**Aim of the exercise**:
The stretch from the line with "point(408, 334)" through the line with "point(189, 386)" in the records below: write it out exactly, and nothing else.

Stored data entries
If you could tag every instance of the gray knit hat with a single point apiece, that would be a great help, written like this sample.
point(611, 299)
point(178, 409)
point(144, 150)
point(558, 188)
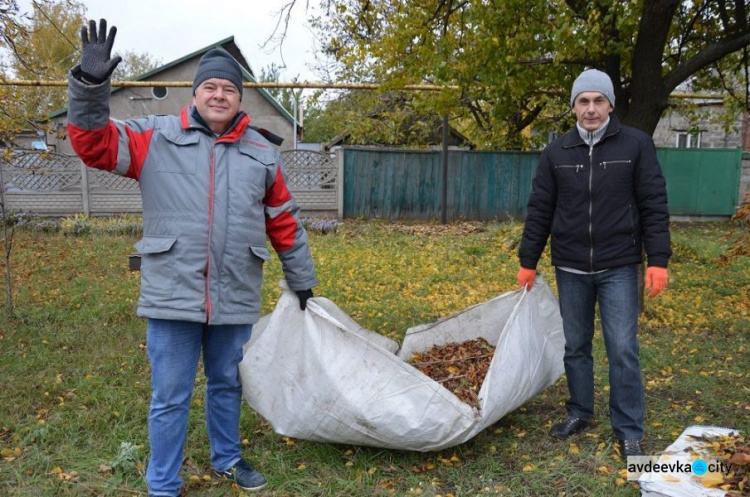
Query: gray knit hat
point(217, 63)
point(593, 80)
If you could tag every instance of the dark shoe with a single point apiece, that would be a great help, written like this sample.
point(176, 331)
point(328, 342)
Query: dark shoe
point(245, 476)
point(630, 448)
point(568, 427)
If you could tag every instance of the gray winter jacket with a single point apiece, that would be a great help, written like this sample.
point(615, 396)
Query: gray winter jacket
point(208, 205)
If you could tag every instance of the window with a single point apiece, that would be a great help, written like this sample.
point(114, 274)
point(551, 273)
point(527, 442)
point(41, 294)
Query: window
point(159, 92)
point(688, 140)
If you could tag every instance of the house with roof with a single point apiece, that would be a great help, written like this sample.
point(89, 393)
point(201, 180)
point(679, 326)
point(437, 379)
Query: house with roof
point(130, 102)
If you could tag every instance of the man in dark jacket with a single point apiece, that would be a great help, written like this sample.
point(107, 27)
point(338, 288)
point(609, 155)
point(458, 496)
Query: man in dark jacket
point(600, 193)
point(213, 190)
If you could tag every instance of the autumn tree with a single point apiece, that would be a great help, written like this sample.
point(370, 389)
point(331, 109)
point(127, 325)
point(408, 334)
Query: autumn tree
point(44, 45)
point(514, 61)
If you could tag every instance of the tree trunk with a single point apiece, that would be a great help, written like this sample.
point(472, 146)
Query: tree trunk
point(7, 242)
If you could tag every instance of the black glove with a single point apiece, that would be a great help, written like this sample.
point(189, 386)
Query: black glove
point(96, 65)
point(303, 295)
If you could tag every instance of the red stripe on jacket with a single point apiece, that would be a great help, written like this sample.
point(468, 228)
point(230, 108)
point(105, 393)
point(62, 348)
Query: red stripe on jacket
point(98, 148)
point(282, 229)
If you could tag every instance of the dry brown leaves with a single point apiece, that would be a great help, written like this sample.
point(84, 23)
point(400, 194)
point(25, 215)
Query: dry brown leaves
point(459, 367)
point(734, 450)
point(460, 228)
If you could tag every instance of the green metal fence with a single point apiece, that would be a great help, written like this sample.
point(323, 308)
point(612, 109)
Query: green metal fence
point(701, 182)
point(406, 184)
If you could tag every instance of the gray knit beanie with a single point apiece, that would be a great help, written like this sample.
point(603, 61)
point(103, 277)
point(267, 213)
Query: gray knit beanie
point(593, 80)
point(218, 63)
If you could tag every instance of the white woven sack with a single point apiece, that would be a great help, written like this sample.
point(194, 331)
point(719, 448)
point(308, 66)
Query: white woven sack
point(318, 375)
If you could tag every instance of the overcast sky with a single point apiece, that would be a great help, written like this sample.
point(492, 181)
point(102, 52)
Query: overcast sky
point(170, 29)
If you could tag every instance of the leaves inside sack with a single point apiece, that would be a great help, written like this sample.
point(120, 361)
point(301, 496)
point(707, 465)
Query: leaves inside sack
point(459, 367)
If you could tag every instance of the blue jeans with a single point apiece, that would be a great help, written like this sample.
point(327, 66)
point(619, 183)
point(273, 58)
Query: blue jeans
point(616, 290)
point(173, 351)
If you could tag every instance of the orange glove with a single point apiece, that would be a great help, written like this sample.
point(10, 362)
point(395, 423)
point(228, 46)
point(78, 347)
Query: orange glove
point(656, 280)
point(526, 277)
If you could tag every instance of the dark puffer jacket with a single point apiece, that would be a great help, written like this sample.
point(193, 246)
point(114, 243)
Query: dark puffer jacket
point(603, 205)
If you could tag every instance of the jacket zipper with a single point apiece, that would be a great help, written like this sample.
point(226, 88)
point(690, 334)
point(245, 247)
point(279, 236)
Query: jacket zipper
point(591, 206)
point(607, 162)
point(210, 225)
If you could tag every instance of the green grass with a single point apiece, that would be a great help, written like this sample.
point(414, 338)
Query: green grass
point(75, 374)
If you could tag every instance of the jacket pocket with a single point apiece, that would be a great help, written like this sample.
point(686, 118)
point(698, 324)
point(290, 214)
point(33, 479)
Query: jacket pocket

**Result for this task**:
point(408, 334)
Query: autumn tree
point(44, 45)
point(514, 61)
If you could tag every instance of the tree trunk with a single point apiece, that would be a great help, written like this sample.
point(472, 146)
Query: tree trunk
point(7, 242)
If you could tag every instance of the black glove with a single point apiece, that would be a great help, written like this sample.
point(189, 386)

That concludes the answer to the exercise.